▶ _Set problem_:
Identify every line in the items below that contains the word "corn" and copy each such line. Capitalization must match.

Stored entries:
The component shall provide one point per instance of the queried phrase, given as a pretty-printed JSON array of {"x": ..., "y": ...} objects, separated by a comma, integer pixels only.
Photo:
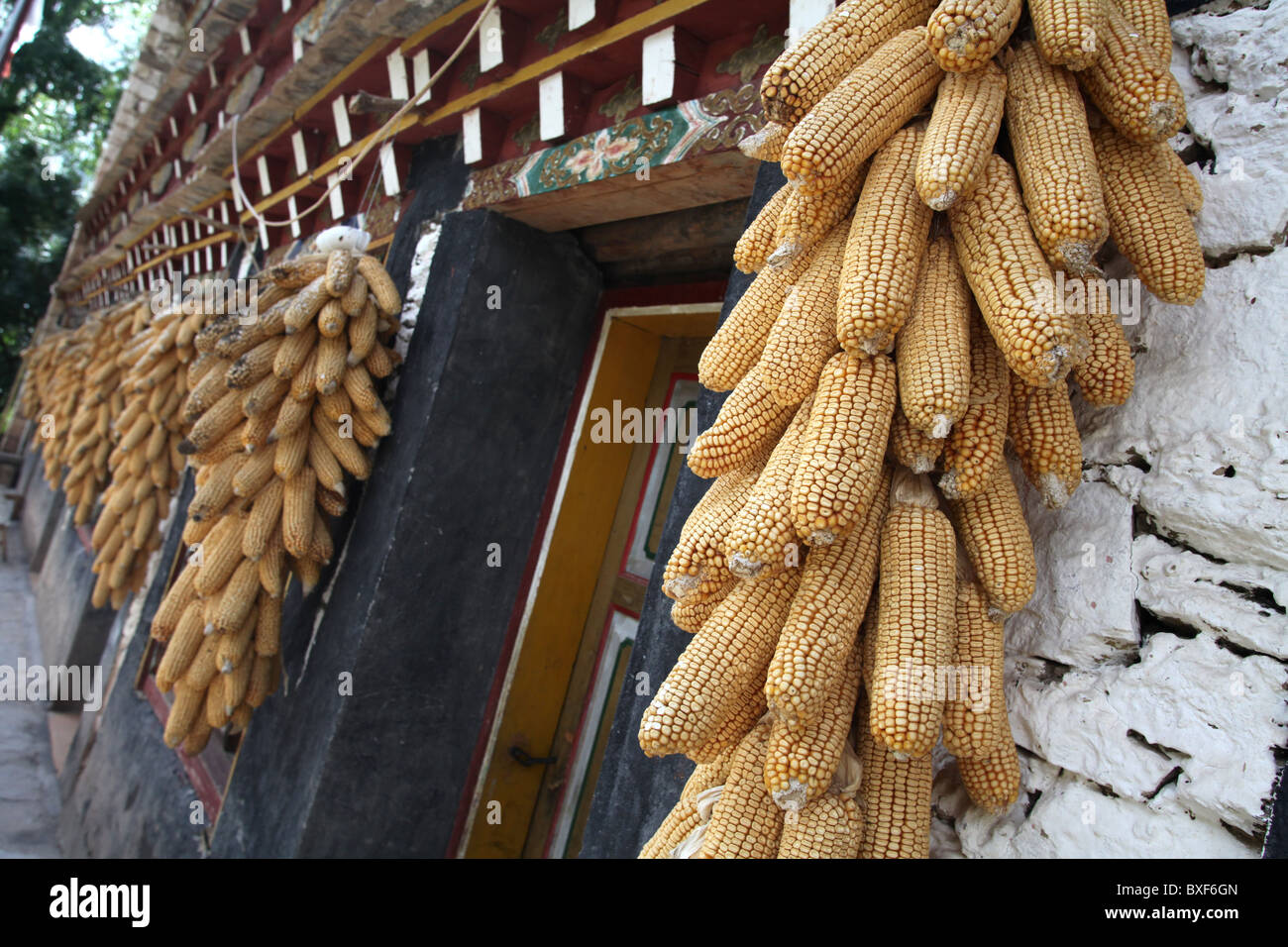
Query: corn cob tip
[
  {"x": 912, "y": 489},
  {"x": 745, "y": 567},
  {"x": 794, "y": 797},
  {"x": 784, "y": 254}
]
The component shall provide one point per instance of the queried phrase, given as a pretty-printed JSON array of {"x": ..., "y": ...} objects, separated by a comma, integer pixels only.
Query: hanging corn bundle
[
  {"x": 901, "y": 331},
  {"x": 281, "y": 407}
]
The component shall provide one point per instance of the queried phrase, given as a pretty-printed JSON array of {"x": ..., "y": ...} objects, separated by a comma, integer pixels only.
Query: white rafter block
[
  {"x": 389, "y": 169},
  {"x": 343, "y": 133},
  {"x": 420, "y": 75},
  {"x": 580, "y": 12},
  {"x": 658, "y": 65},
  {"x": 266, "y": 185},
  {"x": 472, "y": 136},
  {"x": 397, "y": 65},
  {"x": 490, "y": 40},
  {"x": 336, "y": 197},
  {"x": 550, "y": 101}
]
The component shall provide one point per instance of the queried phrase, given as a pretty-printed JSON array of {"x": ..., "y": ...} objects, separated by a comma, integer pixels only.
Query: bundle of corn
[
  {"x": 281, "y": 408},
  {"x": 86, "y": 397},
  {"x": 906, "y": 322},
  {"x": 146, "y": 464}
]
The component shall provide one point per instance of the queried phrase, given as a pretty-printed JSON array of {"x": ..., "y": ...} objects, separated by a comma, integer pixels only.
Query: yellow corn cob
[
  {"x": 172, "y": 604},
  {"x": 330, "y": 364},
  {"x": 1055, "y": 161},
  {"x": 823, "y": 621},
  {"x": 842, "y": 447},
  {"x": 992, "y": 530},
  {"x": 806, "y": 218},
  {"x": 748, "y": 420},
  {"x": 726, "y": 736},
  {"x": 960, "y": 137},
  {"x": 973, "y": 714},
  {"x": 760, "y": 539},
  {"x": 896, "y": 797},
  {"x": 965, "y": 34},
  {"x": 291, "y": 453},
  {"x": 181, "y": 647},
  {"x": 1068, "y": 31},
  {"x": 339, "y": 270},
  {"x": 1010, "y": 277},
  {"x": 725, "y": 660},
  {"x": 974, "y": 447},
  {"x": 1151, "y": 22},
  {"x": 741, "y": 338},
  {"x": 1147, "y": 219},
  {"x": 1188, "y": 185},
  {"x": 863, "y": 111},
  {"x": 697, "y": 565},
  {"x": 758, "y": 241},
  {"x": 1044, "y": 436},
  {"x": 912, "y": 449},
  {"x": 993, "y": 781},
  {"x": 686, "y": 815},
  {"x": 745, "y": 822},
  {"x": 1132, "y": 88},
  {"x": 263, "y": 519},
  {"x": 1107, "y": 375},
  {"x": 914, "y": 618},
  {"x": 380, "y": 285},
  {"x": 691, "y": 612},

▶ _Reply to the task_:
Query: corn cob tip
Query: hanging corn bundle
Query: bundle of corn
Query: yellow corn cob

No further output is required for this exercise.